(The records begins)

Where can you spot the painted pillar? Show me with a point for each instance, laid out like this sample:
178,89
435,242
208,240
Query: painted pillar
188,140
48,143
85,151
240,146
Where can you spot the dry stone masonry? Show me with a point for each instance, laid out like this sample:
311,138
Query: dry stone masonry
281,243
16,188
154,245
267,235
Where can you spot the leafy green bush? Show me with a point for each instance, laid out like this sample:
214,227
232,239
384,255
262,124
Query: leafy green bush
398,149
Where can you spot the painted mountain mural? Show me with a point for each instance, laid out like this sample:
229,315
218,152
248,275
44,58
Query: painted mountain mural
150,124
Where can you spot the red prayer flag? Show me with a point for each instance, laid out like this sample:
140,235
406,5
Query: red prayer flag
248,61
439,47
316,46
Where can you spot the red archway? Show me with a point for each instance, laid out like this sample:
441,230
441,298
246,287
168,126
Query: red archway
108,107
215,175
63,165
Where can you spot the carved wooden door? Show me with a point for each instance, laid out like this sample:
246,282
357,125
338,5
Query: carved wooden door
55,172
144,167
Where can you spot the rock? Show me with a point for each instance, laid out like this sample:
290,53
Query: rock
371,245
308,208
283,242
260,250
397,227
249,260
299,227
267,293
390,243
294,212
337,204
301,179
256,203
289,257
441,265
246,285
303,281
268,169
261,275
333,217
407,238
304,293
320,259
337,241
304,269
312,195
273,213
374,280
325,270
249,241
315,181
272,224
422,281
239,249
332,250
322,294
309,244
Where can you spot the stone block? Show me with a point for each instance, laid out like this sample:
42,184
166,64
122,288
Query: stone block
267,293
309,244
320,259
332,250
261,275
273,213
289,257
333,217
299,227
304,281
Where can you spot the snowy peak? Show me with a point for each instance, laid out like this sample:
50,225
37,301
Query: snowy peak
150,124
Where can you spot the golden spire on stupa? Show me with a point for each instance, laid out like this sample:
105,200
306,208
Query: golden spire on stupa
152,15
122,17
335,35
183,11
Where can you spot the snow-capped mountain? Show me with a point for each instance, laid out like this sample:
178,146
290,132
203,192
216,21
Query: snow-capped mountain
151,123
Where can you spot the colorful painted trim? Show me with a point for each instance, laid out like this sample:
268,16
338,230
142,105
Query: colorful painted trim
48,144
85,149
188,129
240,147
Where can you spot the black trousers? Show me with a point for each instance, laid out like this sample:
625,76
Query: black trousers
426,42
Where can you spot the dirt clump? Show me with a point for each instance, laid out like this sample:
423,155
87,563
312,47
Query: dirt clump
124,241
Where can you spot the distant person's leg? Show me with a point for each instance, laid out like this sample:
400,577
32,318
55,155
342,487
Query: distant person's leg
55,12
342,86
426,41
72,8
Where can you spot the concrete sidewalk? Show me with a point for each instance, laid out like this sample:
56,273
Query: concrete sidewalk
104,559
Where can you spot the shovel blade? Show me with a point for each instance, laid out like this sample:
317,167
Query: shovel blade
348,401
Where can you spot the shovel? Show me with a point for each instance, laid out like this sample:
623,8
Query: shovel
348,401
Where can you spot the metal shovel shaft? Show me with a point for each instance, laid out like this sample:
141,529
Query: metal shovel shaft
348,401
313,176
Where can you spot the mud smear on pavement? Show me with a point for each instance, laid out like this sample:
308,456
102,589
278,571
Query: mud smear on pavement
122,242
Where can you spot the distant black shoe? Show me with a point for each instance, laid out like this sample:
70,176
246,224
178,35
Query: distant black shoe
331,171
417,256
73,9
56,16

(The records ends)

Would you copy out all of the entries exactly?

Where can you spot the painted pillar? Show me with a point for each instance, laid out like this sample:
178,89
435,242
208,240
Query: painted pillar
188,140
48,143
85,151
240,146
Where can you spot the dry stone masonry? Show me with a point for each instance, laid out like this sample:
311,138
Query: dry stone masonry
281,243
16,188
154,245
267,235
Where can you spot the leafy green bush? Show me with a point for each instance, laid out like this sample:
214,227
232,239
384,255
262,124
Query: leafy green bush
398,149
Where can you spot the painted mountain mural? Show me with a point for each instance, laid out like this sample:
229,315
218,152
248,275
44,58
Query: painted mountain mural
150,124
Where can you spot the red prayer flag? Show me with a point for each instance, laid out like this sample:
140,235
406,5
Query: red prayer flag
248,61
439,47
316,46
Where can you spot the red archway? Show me with a point for each instance, laid out like this sample:
441,230
441,298
246,287
168,126
Query: red archway
108,107
215,175
63,165
Where can you spot the carved wooden door? Show me with a point for each instance, laid out like this sample:
246,282
357,125
338,5
Query: carved wooden door
55,172
144,167
Where can you spot the rock? Show me with a point for each instance, laid out like this sample:
290,53
Query: rock
371,245
308,208
283,242
260,250
397,227
249,260
299,227
267,293
390,243
294,212
337,204
301,179
256,203
289,257
441,265
246,285
303,281
268,169
261,275
333,217
407,238
304,293
320,259
337,241
304,269
312,195
273,213
374,280
325,270
249,241
315,181
272,224
422,281
239,249
332,250
322,294
309,244
Where can you spot the stone block? Show me with a point for each instance, laid out like this sample:
42,184
166,64
122,288
Query: stone block
267,293
309,244
320,259
332,250
261,275
273,213
289,257
333,217
299,227
304,281
Where can you spot the snowy peak? Show me with a point for each instance, laid out like this sample:
50,225
37,301
Query: snowy peak
150,124
Where can you spot the golden spire on stupa? Show me with a point for each instance, laid out like this sample:
105,200
306,208
Query: golden spire on stupa
152,15
122,17
335,35
183,11
Where can you spot the snow-capped mountain? Show me with a point for each instance, laid out like this sample:
178,146
290,132
203,192
216,21
Query: snow-capped mountain
151,123
Where can you spot the colorful painted trim? Show me with a point for each instance, laid out like this sample:
268,16
338,230
142,105
Query: colorful painted trim
48,144
85,149
188,129
240,147
Where can you spot the black trousers? Show me with a point for each instance, laid out like this sample:
625,76
Query: black trousers
426,42
Where can you spot the dirt clump? Show me with a point for each instance, laid out like this sample:
423,155
87,563
312,47
Query: dirt clump
124,241
Where can you spot the distant person's leg? Show me with a point for each instance, laid out like this sample:
400,577
32,318
55,155
342,487
Query: distant person's leg
55,12
342,86
426,41
72,8
Where can you spot the concrete sidewalk? Show me with a point for each instance, laid out like this sample:
56,273
Query: concrete sidewalk
104,559
Where can you spot the shovel blade? Show me with a point for each instance, laid out like this sample:
317,167
Query: shovel blade
348,401
Where can you spot the shovel? Show me with a point for each instance, laid out like this sample:
623,8
Query: shovel
348,401
Where can you spot the metal shovel shaft? Show me with a point for each instance, laid out like this sample:
141,529
Query: metal shovel shaft
348,401
313,176
Where can you spot the mud smear on pavement? Show me with a point for each instance, laid out like this sample:
308,456
102,589
278,571
Query: mud smear on pavement
122,242
Where can you spot the distant black shoe? Show me with a point for each instance, laid out like this sample:
70,176
246,224
178,35
Query: distant black shoe
331,171
417,256
73,9
56,16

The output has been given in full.